Supplied records:

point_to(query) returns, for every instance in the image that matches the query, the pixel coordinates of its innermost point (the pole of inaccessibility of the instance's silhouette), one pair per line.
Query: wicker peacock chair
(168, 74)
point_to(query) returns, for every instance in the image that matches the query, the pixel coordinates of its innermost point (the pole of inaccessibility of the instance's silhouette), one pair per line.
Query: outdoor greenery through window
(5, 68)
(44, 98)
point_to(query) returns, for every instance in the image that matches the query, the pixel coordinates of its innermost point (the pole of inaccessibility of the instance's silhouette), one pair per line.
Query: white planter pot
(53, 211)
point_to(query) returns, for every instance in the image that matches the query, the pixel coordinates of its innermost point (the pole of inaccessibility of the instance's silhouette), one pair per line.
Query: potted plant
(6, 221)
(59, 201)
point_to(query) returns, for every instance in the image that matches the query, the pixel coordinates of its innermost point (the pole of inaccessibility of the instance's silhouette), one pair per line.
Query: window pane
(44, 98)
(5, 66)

Required work: Please quote all of the lines above word for word.

Full answer:
point_to(query) returns, for every instance in the image that matches the query, the pixel coordinates of its innermost point (the pole of inaccessibility of the instance's silhouette), one pair per line.
Query: wicker peacock chair
(168, 74)
point_to(query) returns, for every instance in the image that matches the query, the pixel coordinates of its innermost point (the pole of inaccessibility of the instance's silhouette), one pair per line.
Query: outdoor greenery through window
(5, 68)
(44, 98)
point_to(query) returns, for every instance in the image that matches the query, the pixel coordinates of its innermost point (the pole of inaccessibility of the instance's silhouette), one pair per line.
Query: white planter pot
(53, 211)
point_to(query) returns, for every instance in the image that matches the query, the pixel coordinates of its innermost point (the pole of inaccessibility of the instance's silhouette), one pair per line.
Query: potted plant
(6, 221)
(59, 201)
point_to(query) returns, for every instance in the image that matches the query, the pixel coordinates of its innermost point (the pole of inaccessibility of the instance's silhouette), one pair per line.
Query: window pane
(44, 98)
(5, 66)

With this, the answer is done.